ПРИВЕДЁННЫЙ ОТРЫВОК »
□ □ □ □
Тех, кто гонится за дословной точностью в описании последующей метаморфозы, я отсылаю к кропотливому архивному исследованию подполковника Кристе, к трудам Войновича и других. Но сущность происшедших событий я берусь очертить исторически верно. Эрцгерцог Карл обратился к своим ближайшим сотрудникам со следующими словами: “господа, мы стремились разыграть — вы французскую армию, я — Наполеона — со всем доступным нам умением. Эта комедия привела нашу империю на край гибели. Какой я Наполеон? Какие вы маршалы? Как можно предоставлять вам самостоятельность на поле сражения, если вы обращаетесь в пассив-ных истуканов, как только скроетесь с моих глаз? Вы честные и храбрые люди, но всей предшествовавшей деятельностью вы не подготовлены к французской стратегии и тактике. Наши солдаты сильны, выносливы, лучше обучены и дисциплинированы, чем у неприятеля; война получает оттенок Отечественной борьбы, и наши батальоны мужественно кидаются врукопашную; но наши солдаты старого порядка, и им крайне трудно дается бой в рассыпном строю. По-французски мы никогда не будем так хорошо сражаться, как французы; копия всегда будет бледнее оригинала. И хотя французский метод боя и является ныне, по-видимому, самым совершенным, но я вам предлагаю забыть о нем. Забудьте все тактические новшества, которым вы обучали войска последние три года; предлагаю вам обратиться к старому уставу, к тому линейному порядку, в котором вы воспитались, который освящен победами над турками, в котором вы под командой Суворова и моей не раз били лучшие французские армии. Этот линейный порядок как бы нарочно создан по вашим способностям, господа генералы, и для ваших солдат. Заморская форма была красивее, но вы производили в ней впечатление жалкой карикатуры; своя же родная, быть может и хуже, зато сидит на нас, как вылитая”.
□ □ □ □
УСЛОВИЕ ЗАДАЧИ »
Определите, согласуются ли с отрывком о речи эрцгерцога Карла утверждения (а), (б) и (в): (а) эрцгерцог Карл считает австрийских солдат обученными хуже французских; (б) Карл предлагает генералам вернуться к линейному порядку; (в) автор берётся изложить последующие события с дословной точностью. Для каждого утверждения ответьте «да» или «нет» и приведите точную цитату из отрывка, на которой основан вывод.

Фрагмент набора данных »
□ □ □ □
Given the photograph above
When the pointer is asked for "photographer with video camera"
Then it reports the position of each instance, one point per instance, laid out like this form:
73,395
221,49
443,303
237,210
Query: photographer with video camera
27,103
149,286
□ □ □ □
ОТВЕТ НИЖЕ »
(а) Нет: «Наши солдаты сильны, выносливы, лучше обучены и дисциплинированы, чем у неприятеля».
(б) Да: «предлагаю вам обратиться к старому уставу, к тому линейному порядку, в котором вы воспитались».
(в) Нет: «Тех, кто гонится за дословной точностью в описании последующей метаморфозы, я отсылаю к кропотливому архивному исследованию подполковника Кристе».